— Tasks to perform —
1. List the forces that the passage on urban detachment says have conspired to atomize urban space.
2. From the passage on urban detachment, copy the words between "At the same" and "and fiscal viability.", inclusive.

— Selected passage —
-- Begin --
Here precarity operates as a kind of design, pushing residents into new residence arrangements, income generation, and interdependency, but with the tacit presumption that all is temporary. Institutions are not being built: they are temporary, precarious arrangements whose experimental nature is driven more by the inability to assume normal life than by a progressive social imagination. The ability to jump scale, to suture together innovative connections among media, materials, cultural norms, physical settings and money is not a means for the curation of a new collective sensibility as much as a series of tactical improvisations in the midst of sociality falling apart, being dissolved into an expanding archive of details strewn across vast distances not distant in the reach of social media.

At the same time, it may be necessary to work with these movements toward detachment. Subsidiary, localized branding, extensive residential mobility, restructuration, land value capture, gentrification, re-densification, and urban renewal have conspired to atomize urban space. Additionally, cross-district solidarities have diminished in the face of more intricate targeting of resource allocations and capital investments. The portrayal of urban regions as a constellation of centers or settlements repeats, in some way, the American model of individualized municipalities within single urban region that fits real estate covenants, racial segregation, differential tax preferences, and development coalitions. Such detachments are costly in terms of spatial planning, infrastructure development, and fiscal viability.

But the reality is that an off-the-grid existence may be the only medium-term viable disposition in terms of encouraging and even mandating greater resident participation in the care of environments and the management of low carbon technologies applied to urban services. Experiments in dwelling may need to be sufficiently detached from overarching metropolitan exigencies and development agendas in order to accrue the space necessary in order to go through what will likely be many renditions of experiments, many instances of failure. Across many regions of the South, it is precisely the peripheries of large urban areas where experiments in residing and producing are taking place. While the impetus to draw them in under overarching regional development authorities and development commissions is legitimated in terms of economic viability and administrative efficacy, the relative detachment of projects and settlements, their combined incongruities and contradictions are also incentives to find ways of articulation that are ‘off the grid’ in terms of the conventional designs of zoning and so forth. What kinds of planning mechanisms could be generated from finding ways to systematize provisionally the kinds of articulations engineered by different actors in these spaces? Again, how do we form bands of investigators, relaying amongst ourselves to engage the relays of always emerging urban ‘we’s?

There is something compelling about how the structure of urban life organizes itself to manage collectively urban commons and address collective needs—whether this is supported or hindered by governance structures. This is a long way from the political sentiments of a particularly Latin American strand of collective becoming that emphasizes the importance of working out new values of living life in place and configuring territory as a means of operationalizing awareness and practices of mutual tending, of sensing and living with the essential relationships of earth, things, critters, waterways, atmospheres, forests, and humans (Stavrides Citation2019). In a recent piece, Arturo Escobar (Citation2019) calls for the experimental design of urban space so that long-honed knowledges of ‘non-urbans’ might find applicability on new terrain. While these pluriversal notions remain important, there is also something to be gleaned from logistics as well, in its particular and peculiar conflations of relationality and detachment. There is something about how many young people, particularly from the popular classes, live their lives as logistics that may prove as generative as the now conventional decolonial designs.
-- End --
— Data —
-- Begin --
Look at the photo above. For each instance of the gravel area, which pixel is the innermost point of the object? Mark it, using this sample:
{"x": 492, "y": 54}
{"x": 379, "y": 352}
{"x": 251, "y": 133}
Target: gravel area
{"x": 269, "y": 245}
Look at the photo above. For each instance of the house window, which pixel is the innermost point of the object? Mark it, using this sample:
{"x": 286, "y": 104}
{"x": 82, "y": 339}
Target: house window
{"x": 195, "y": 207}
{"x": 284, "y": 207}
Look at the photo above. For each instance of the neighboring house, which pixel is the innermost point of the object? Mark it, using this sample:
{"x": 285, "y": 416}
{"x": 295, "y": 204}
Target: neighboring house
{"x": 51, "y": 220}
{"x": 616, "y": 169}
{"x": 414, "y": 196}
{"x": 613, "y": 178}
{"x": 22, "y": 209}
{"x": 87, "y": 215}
-- End --
— Full solutions —
1.
- subsidiary, localized branding
- extensive residential mobility
- restructuration
- land value capture
- gentrification
- re-densification
- urban renewal

2.
At the same time, it may be necessary to work with these movements toward detachment. Subsidiary, localized branding, extensive residential mobility, restructuration, land value capture, gentrification, re-densification, and urban renewal have conspired to atomize urban space. Additionally, cross-district solidarities have diminished in the face of more intricate targeting of resource allocations and capital investments. The portrayal of urban regions as a constellation of centers or settlements repeats, in some way, the American model of individualized municipalities within single urban region that fits real estate covenants, racial segregation, differential tax preferences, and development coalitions. Such detachments are costly in terms of spatial planning, infrastructure development, and fiscal viability.